PSICODIAGNOSTICA. COSA, COME, PERCHÉ
Con il termine psicodiagnostica (introdotto da Hermann Rorschach nel 1932, in relazione alla presentazione della sua tecnica d’indagine, basata sulla presentazione di macchie-stimolo) si definisce l’area della psicologia che, utilizzando un insieme di metodi specifici, si occupa della valutazione di caratteristiche/funzioni psicologiche (diagnosi psicologica), oppure dell’individuazione di disturbi psichiatrici (diagnosi psicopatologica).
L’oggetto dell’indagine psicodiagnostica (“cosa”) può quindi riferirsi allo spettro della normalità oppure della patologia. Nel primo caso, maggiormente frequente nei contesti di orientamento e selezione professionale, la descrizione della caratteristica in esame si fonda sugli assunti della teoria di riferimento; nel secondo, usuale in ambito clinico e giuridico, la definizione del concetto e delle forme di malattia mentale è estratta dai manuali nosografici internazionali (generalmente, DSM-5 oppure ICD-10).

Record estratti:
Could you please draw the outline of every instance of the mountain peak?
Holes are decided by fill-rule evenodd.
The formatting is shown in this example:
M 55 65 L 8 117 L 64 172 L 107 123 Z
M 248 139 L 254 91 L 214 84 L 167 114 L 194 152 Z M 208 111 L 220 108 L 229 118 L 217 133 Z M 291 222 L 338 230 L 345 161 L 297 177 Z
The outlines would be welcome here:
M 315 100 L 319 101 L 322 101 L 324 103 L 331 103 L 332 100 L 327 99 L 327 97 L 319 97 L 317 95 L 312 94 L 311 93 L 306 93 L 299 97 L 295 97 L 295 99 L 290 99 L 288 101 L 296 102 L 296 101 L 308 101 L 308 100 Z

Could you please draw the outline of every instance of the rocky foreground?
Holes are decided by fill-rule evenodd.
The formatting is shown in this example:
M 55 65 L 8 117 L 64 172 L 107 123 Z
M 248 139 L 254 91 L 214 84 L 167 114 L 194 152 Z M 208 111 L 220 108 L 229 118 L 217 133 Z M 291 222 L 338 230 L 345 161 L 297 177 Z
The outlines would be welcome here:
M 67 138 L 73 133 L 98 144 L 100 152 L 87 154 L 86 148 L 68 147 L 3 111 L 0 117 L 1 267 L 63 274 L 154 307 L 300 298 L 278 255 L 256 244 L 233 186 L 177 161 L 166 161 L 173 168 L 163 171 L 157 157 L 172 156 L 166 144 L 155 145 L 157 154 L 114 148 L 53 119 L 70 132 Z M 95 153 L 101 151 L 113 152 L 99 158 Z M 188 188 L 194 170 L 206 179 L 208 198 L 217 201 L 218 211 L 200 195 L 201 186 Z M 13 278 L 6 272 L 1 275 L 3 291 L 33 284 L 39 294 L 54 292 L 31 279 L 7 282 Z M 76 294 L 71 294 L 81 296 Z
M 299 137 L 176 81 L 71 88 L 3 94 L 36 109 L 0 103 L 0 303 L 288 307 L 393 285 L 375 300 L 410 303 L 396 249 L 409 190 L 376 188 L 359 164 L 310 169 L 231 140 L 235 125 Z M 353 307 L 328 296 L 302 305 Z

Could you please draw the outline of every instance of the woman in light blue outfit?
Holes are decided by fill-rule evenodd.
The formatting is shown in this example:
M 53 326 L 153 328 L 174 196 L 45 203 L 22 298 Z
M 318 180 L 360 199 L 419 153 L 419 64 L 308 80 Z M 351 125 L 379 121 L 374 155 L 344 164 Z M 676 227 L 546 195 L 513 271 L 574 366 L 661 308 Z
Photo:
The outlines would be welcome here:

Esercizi proposti:
(a) Elenca tutti i contesti o ambiti in cui, secondo il brano sulla psicodiagnostica, si svolge l'indagine psicodiagnostica.
(b) Ricopia fedelmente il tratto del brano sulla psicodiagnostica che inizia con le parole "L’oggetto dell’indagine psicodiagnostica" e si chiude con le parole "DSM-5 oppure ICD-10).".

Soluzioni:
(a) Orientamento, selezione professionale, ambito clinico, ambito giuridico.

(b)
L’oggetto dell’indagine psicodiagnostica (“cosa”) può quindi riferirsi allo spettro della normalità oppure della patologia. Nel primo caso, maggiormente frequente nei contesti di orientamento e selezione professionale, la descrizione della caratteristica in esame si fonda sugli assunti della teoria di riferimento; nel secondo, usuale in ambito clinico e giuridico, la definizione del concetto e delle forme di malattia mentale è estratta dai manuali nosografici internazionali (generalmente, DSM-5 oppure ICD-10).